WHAT TO DO: In the IoT fleet digital twins page, how long must a device go without a heartbeat before it is considered offline?

PAGE EXTRACT:
###

IoT fleet digital twins¶
A per-device twin actor for industrial fleet telemetry. Rolling sensor stats, battery degradation alerts, temperature anomaly detection, offline detection via timers, and command emission back to the device. The full pattern in 250 lines.
The problem¶
You operate 100 000 industrial assets — cold-chain trucks, agricultural drones, smart meters, whatever. Each device publishes telemetry every 10 s on a Kinesis stream. You need to:
- Maintain a digital twin for each device — its last known state, rolling stats, health score
- Detect:
- Battery degradation: drops > 10 %/hour while idle
- Temperature spike: reading > device-specific threshold for 3 consecutive samples
- Offline: no heartbeat for 5 minutes
- Emit commands back to the device on alert (cool down, reduce duty cycle, ping)
- Expose the latest twin state for an operator dashboard
A relational DB updates per device get expensive at this scale (100k devices × 6 updates/min = 600k writes/min). Time-series DBs handle the writes but make per-device anomaly logic awkward. A StateFun per-device actor gives you the twin, the anomaly logic, the command channel, and exactly-once delivery in one runtime.
Architecture¶
flowchart LR
Devices[100k devices] -->|Telemetry| KinesisIn[(Kinesis<br/>device.telemetry)]
KinesisIn --> Dispatch[StateFun dispatcher<br/>routes by deviceId]
Dispatch --> Twin[DeviceFn<br/>digital twin actor]
Twin <-->|state I/O| State[(RocksDB:<br/>rolling stats<br/>last seen<br/>battery curve)]
Twin -->|alert| AlertOut[(Kinesis<br/>device.alerts)]
Twin -->|command| CmdOut[(Kinesis<br/>device.commands)]
Twin -.->|self-tick<br/>every 5 min| Twin
CmdOut --> Devices
AlertOut --> Ops[Operator dashboard<br/>+ pager]Each deviceId is its own actor. The actor processes telemetry, runs anomaly checks, emits alerts and commands, and self-ticks to detect offline status.
Message types¶
// fleet.proto
syntax = "proto3";
package kzmlabs.example.fleet;
message Telemetry {
string device_id = 1;
int64 timestamp = 2; // millis since epoch
double temperature_c = 3;
double battery_pct = 4;
double cpu_load = 5;
string location = 6; // "lat,lon"

###

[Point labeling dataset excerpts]
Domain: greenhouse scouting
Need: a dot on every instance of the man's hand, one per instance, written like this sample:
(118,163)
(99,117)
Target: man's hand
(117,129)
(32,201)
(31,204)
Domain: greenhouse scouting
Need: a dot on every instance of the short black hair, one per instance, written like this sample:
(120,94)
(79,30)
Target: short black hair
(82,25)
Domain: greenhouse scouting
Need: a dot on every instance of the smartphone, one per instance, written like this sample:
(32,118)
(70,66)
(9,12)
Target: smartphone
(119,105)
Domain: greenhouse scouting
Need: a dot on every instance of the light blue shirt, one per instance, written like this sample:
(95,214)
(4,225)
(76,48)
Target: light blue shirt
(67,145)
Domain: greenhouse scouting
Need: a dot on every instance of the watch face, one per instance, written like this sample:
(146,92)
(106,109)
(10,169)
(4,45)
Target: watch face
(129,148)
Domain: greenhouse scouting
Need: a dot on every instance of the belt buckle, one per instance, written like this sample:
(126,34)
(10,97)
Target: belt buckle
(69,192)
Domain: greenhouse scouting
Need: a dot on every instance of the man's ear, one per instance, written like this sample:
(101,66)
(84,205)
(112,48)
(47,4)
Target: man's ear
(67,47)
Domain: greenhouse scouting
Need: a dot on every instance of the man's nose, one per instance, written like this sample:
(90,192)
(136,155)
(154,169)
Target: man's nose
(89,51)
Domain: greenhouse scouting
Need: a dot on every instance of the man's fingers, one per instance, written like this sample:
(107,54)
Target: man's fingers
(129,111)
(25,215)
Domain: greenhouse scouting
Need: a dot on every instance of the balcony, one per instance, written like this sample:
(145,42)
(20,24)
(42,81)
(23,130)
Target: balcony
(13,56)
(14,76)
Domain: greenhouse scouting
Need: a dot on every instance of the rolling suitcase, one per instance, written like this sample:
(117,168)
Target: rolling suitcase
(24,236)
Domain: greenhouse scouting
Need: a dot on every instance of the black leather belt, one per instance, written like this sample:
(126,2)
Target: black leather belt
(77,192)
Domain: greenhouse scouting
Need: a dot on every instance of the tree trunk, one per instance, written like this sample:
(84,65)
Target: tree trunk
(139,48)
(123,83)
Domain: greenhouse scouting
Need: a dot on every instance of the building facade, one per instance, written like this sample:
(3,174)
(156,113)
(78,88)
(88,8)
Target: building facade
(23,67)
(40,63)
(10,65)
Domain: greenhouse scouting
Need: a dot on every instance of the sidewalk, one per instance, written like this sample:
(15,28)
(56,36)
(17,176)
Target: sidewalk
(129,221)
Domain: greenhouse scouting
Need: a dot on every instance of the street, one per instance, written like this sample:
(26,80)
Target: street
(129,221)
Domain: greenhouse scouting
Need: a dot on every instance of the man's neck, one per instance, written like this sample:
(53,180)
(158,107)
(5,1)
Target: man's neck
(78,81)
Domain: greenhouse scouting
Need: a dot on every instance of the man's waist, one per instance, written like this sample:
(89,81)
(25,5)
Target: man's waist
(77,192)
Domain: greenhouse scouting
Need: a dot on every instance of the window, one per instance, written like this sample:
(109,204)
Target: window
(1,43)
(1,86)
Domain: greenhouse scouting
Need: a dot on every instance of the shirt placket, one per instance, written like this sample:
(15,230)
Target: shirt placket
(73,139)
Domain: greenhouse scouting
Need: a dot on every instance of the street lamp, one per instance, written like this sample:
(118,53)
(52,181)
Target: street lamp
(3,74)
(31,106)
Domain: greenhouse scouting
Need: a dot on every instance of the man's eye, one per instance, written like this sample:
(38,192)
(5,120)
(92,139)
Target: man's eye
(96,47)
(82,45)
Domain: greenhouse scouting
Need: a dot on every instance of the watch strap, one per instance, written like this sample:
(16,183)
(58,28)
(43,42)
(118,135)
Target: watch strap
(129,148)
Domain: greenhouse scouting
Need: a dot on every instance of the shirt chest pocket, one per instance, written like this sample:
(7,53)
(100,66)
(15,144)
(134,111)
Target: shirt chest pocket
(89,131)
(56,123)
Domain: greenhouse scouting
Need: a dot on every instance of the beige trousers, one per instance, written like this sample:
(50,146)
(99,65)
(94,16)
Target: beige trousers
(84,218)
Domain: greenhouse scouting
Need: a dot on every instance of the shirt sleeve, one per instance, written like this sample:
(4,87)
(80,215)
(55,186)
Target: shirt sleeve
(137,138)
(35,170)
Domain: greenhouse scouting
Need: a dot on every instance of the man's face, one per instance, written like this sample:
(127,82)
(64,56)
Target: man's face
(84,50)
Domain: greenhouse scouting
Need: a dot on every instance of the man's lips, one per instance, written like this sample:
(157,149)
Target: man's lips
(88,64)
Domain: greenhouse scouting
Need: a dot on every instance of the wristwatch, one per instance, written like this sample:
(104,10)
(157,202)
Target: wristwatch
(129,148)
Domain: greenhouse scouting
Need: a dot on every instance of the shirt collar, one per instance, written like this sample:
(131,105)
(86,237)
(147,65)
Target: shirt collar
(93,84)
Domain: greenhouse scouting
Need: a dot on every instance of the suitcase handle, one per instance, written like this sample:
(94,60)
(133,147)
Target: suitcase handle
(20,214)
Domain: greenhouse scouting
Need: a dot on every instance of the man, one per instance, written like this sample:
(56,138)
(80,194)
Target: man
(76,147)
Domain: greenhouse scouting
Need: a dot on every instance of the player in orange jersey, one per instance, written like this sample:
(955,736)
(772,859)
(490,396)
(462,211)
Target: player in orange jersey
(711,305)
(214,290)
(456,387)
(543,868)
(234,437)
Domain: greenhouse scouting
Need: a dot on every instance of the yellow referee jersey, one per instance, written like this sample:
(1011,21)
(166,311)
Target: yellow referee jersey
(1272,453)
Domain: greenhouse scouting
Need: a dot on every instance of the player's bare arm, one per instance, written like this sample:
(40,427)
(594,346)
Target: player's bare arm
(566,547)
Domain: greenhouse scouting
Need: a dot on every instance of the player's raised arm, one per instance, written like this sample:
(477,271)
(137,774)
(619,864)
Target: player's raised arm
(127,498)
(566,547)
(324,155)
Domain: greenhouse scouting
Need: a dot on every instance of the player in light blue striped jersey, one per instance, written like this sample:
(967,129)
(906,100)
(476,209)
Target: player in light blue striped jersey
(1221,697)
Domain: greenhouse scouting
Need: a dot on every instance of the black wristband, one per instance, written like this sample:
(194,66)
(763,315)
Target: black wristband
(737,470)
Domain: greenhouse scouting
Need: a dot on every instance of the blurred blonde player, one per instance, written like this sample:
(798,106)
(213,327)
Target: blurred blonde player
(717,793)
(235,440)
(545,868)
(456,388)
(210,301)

###

ANSWER: Five minutes.